## WRITTEN PROBLEM
How many lines in the material below contain the string "window", counting case as significant? Reply with the number alone.

## DATA
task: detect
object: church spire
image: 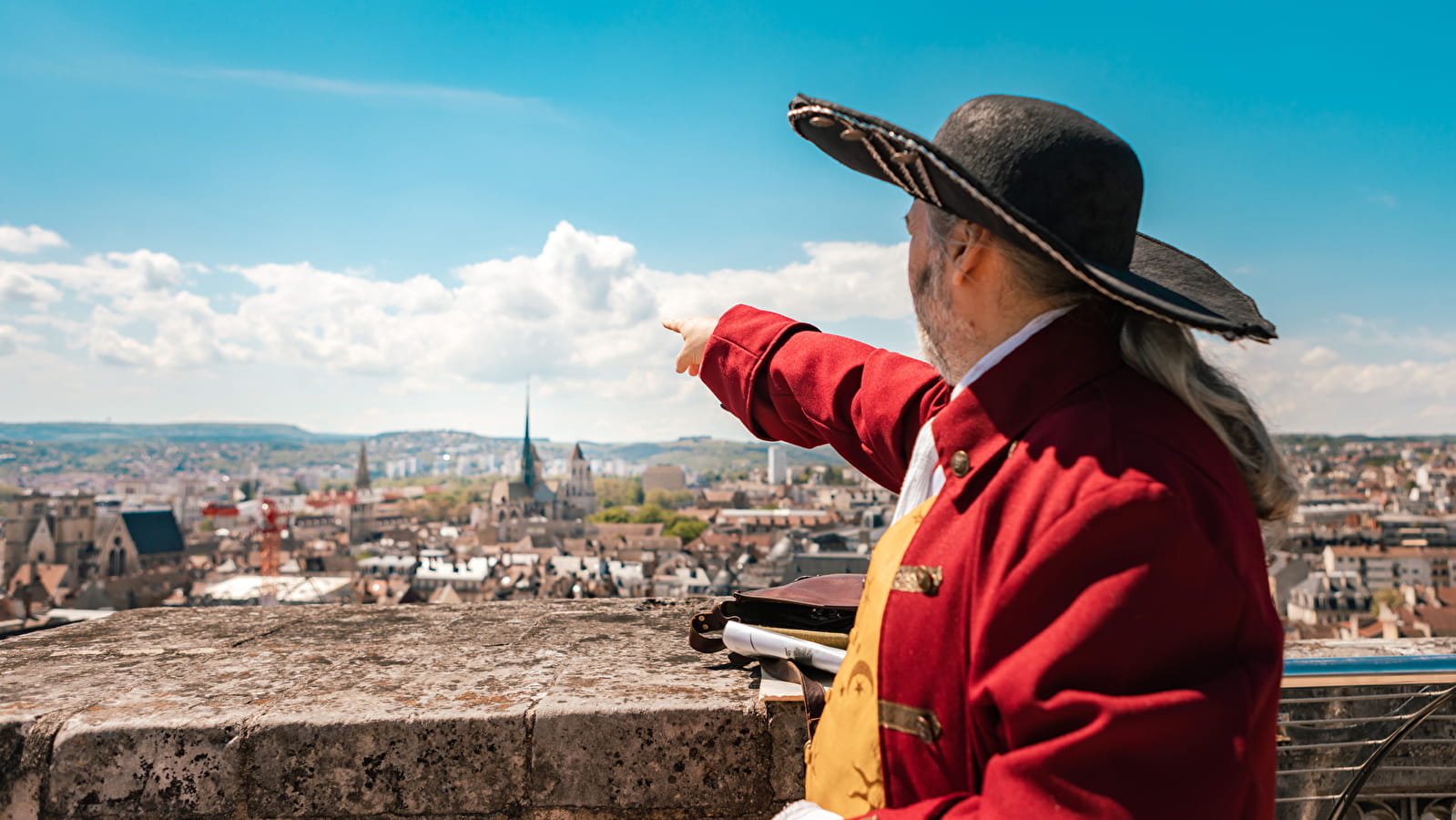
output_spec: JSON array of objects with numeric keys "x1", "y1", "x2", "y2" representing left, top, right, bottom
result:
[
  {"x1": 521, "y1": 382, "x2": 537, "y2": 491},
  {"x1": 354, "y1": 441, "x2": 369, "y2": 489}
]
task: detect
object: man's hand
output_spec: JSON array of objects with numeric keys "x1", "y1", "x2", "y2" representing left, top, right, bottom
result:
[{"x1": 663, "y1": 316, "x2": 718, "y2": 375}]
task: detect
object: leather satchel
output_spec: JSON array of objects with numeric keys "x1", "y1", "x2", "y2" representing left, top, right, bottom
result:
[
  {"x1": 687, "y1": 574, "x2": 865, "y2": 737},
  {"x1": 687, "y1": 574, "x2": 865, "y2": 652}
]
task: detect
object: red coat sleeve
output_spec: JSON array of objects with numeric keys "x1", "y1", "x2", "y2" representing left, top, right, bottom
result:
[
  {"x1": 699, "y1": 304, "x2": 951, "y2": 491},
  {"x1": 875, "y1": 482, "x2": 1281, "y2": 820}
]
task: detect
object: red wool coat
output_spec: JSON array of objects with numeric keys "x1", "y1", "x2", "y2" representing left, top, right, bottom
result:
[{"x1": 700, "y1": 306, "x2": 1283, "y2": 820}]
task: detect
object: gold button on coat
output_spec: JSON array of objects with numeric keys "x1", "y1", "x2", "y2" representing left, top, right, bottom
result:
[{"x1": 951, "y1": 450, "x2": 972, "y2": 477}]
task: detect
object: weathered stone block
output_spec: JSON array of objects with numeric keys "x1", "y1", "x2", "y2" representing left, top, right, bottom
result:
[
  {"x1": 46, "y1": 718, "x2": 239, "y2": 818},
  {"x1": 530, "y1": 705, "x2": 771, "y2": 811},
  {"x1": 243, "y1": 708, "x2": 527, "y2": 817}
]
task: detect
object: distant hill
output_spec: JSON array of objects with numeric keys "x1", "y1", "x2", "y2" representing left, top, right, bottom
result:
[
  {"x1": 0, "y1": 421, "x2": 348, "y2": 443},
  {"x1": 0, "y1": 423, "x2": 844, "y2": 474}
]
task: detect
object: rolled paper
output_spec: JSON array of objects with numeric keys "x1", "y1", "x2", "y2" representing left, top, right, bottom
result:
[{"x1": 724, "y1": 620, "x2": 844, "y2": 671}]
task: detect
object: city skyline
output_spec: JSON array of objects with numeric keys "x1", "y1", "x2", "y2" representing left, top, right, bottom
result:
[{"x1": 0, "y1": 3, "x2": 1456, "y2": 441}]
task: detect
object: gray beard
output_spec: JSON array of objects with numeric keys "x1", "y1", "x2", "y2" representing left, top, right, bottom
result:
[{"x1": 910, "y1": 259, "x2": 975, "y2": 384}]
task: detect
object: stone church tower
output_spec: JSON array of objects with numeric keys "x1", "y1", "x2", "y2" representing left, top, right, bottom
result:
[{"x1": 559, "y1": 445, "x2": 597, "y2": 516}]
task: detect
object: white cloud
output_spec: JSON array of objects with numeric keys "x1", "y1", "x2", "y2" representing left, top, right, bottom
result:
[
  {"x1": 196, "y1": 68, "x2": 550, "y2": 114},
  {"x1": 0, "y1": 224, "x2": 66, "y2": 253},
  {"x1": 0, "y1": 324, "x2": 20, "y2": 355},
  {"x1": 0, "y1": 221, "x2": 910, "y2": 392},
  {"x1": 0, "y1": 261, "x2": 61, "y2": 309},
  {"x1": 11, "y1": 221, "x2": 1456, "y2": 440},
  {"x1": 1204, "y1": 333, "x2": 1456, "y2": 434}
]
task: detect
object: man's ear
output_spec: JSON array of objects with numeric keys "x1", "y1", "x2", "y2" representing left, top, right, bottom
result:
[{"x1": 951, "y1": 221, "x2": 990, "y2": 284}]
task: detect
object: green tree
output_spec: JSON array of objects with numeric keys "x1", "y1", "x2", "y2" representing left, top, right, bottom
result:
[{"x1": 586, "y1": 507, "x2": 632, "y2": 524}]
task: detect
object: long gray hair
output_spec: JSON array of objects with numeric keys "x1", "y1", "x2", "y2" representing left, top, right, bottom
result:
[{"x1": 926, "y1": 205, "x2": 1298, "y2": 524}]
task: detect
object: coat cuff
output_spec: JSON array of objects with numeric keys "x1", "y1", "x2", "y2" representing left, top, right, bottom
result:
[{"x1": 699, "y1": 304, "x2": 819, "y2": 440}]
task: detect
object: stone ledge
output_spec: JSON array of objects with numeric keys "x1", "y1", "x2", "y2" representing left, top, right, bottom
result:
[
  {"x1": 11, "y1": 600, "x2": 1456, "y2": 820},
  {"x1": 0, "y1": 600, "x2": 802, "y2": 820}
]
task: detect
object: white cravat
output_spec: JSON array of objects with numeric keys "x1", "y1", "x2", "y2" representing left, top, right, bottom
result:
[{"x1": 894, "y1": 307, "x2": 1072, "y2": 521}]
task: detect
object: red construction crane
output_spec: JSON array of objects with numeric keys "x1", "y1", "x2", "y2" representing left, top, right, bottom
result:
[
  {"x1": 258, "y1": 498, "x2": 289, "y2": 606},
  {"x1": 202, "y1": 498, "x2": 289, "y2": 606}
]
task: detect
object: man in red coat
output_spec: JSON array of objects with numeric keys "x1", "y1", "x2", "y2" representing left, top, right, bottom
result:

* * *

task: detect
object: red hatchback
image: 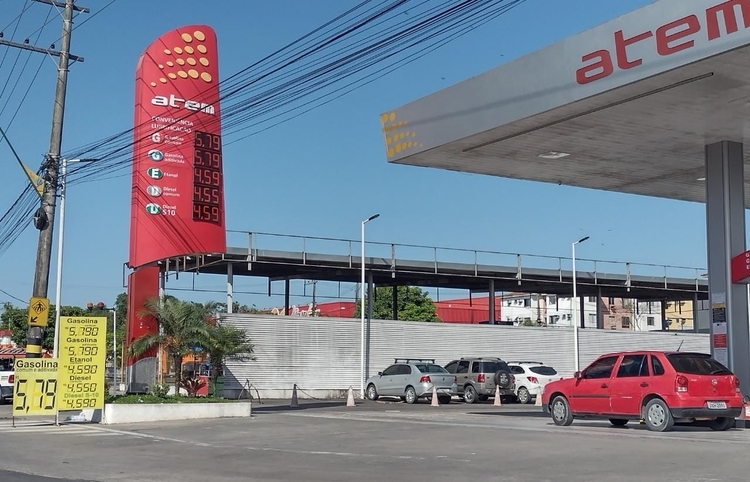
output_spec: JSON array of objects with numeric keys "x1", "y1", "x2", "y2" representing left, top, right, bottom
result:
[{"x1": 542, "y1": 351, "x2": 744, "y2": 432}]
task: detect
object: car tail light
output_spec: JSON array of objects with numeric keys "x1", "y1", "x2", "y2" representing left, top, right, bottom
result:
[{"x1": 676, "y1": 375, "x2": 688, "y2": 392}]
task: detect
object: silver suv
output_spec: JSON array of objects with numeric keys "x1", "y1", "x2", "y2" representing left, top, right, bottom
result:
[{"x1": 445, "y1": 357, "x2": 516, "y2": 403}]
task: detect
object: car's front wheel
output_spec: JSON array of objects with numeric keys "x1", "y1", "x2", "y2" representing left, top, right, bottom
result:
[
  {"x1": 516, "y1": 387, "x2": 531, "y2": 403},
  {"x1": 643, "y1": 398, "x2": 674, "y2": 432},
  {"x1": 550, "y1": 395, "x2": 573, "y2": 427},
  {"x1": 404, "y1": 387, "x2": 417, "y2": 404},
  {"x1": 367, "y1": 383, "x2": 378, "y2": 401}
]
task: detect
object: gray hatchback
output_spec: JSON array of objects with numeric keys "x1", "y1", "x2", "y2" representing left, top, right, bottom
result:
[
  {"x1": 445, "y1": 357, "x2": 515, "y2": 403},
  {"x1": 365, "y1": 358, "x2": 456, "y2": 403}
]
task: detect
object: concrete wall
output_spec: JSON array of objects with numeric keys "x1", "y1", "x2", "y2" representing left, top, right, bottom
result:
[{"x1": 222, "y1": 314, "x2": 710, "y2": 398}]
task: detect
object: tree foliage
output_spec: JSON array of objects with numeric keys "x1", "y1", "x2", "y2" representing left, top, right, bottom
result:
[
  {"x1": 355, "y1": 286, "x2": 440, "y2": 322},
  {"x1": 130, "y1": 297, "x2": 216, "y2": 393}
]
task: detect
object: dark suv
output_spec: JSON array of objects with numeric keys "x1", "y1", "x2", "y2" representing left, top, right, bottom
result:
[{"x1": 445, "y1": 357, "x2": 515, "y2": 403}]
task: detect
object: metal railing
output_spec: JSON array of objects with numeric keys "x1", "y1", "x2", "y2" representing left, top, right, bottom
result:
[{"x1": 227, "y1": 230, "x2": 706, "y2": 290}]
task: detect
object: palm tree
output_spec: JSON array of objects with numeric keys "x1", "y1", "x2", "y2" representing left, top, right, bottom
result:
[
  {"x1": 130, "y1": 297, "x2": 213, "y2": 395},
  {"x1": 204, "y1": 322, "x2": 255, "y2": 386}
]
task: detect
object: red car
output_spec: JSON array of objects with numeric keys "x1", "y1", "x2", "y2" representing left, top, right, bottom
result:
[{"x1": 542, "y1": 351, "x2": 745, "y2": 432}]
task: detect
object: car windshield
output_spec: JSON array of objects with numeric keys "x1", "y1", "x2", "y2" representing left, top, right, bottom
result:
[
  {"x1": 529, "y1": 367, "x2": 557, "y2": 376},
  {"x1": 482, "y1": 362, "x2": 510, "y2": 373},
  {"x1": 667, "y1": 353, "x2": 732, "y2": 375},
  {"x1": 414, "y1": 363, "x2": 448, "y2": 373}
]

* * *

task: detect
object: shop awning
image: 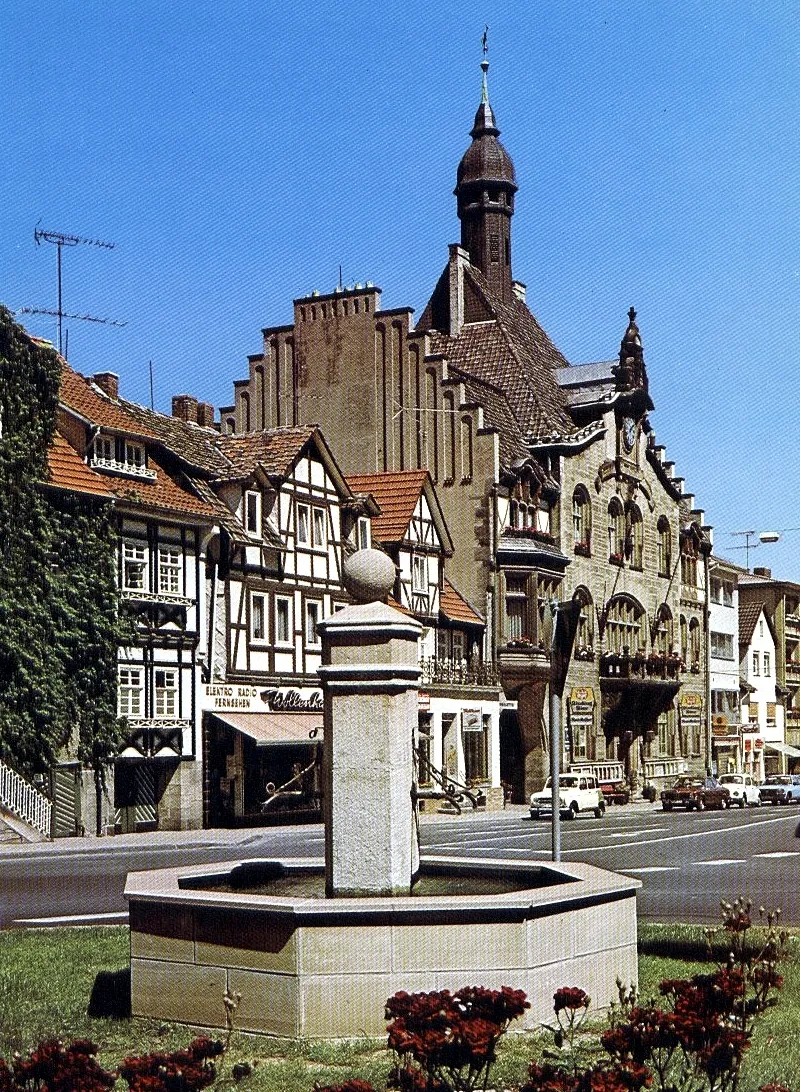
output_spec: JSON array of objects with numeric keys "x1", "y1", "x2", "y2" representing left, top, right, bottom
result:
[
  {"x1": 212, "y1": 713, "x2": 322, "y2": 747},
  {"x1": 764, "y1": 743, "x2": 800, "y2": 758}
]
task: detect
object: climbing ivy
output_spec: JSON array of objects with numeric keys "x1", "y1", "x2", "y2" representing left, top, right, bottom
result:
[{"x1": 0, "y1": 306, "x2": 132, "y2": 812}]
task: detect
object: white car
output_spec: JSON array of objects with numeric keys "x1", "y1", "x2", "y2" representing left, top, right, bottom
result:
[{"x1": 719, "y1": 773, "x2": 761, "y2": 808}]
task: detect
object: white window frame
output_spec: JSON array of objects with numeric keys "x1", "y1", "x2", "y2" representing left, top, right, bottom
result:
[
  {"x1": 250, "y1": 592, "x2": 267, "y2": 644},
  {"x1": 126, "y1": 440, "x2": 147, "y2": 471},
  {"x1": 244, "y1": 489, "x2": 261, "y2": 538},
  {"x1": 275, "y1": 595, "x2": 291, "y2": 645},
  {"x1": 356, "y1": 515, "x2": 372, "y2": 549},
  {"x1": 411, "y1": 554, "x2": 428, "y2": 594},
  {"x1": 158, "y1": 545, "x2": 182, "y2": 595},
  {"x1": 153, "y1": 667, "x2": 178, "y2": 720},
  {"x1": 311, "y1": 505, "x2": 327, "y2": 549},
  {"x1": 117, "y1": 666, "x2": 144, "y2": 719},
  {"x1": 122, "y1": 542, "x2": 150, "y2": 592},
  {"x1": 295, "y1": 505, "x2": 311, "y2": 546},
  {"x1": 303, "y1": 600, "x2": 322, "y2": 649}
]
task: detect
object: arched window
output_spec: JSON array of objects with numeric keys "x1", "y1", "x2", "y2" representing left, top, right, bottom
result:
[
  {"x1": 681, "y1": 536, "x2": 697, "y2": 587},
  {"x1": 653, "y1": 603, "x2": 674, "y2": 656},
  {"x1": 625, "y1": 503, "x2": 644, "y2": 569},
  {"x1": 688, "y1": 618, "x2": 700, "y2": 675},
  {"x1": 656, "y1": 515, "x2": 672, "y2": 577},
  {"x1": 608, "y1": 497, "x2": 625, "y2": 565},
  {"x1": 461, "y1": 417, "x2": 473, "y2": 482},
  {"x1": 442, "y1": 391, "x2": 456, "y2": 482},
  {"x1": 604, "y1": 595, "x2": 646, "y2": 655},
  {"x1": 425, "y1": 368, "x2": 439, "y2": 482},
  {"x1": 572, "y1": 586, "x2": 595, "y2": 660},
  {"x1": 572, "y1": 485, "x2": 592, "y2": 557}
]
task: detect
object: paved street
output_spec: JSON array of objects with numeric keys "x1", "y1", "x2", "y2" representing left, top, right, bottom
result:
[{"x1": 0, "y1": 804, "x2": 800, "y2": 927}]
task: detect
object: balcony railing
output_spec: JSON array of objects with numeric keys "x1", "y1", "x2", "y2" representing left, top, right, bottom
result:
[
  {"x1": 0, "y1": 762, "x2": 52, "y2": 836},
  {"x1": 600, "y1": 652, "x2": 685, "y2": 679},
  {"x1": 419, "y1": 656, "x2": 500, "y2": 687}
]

## ANSWER FOR THE TASK
2